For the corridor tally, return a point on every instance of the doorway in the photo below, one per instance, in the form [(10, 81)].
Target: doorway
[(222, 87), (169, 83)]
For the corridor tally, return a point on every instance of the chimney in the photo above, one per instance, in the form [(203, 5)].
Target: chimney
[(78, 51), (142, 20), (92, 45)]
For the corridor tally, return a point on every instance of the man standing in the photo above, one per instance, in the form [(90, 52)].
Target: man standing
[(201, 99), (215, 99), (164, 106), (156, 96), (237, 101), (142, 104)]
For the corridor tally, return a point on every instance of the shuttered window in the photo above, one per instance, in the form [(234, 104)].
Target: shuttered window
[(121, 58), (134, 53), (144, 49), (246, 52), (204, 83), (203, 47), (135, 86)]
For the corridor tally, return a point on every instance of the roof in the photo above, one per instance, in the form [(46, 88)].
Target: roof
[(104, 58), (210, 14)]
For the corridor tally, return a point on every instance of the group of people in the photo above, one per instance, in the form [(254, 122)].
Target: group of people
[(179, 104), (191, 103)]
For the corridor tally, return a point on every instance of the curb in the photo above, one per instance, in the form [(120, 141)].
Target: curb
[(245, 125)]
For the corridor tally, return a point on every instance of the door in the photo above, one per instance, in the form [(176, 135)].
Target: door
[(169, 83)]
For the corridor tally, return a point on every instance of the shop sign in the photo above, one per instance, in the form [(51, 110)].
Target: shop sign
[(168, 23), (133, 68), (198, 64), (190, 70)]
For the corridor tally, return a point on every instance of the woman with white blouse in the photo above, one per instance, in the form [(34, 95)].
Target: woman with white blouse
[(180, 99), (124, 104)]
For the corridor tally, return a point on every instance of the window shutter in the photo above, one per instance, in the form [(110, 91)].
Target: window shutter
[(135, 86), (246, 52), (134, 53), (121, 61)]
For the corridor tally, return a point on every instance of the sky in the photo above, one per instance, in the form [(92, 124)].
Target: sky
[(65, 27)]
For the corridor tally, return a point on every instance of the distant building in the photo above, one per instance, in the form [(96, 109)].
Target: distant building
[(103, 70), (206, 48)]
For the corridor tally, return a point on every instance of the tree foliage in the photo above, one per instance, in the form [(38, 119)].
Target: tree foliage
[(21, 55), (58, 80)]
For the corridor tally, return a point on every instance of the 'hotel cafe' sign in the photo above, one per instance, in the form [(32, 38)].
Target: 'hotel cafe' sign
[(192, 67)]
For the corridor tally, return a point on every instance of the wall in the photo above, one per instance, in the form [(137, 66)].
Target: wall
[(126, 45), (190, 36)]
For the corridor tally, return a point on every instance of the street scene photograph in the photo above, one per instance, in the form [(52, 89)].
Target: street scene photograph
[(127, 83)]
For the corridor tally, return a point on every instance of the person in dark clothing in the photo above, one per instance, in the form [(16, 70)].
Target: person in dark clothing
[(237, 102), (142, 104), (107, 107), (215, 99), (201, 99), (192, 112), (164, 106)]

================================

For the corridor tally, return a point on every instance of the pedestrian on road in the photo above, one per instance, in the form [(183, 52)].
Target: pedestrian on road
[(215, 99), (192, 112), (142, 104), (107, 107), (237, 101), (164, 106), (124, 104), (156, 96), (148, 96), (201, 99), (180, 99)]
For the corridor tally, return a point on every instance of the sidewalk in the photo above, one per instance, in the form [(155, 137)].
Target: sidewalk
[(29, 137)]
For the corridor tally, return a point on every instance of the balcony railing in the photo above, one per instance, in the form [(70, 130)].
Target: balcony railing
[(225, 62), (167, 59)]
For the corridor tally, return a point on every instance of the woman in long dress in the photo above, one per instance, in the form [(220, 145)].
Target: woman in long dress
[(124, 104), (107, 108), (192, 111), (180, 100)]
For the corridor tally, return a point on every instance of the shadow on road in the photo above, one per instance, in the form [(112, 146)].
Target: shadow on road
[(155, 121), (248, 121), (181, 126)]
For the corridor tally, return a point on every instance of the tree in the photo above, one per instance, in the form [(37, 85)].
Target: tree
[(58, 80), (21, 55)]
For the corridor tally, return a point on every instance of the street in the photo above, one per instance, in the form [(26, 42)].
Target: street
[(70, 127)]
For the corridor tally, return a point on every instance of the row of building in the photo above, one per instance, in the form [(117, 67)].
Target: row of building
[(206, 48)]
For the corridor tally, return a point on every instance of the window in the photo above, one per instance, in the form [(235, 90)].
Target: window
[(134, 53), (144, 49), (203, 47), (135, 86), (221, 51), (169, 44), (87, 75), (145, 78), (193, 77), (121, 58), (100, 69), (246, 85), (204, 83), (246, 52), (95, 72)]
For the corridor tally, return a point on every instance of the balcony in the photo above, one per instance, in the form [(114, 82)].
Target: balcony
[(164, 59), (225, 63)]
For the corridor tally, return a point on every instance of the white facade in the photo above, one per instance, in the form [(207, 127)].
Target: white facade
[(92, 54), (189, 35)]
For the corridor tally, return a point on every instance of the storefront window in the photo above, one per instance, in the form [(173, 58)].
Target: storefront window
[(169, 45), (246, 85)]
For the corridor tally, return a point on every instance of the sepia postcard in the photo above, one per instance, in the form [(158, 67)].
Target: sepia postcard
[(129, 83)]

================================

*Problem to solve*. Please extract the rows above without any change, starting at the line that contains "form [(220, 145)]." and stopping after the line that contains "[(124, 104), (107, 108), (192, 111), (180, 100)]".

*The reply*.
For the corridor tally, return a point on every instance of the woman in long dress in the photo above, one per instance, in the form [(220, 145)].
Target: woman in long dress
[(124, 104), (107, 108), (192, 111), (180, 100)]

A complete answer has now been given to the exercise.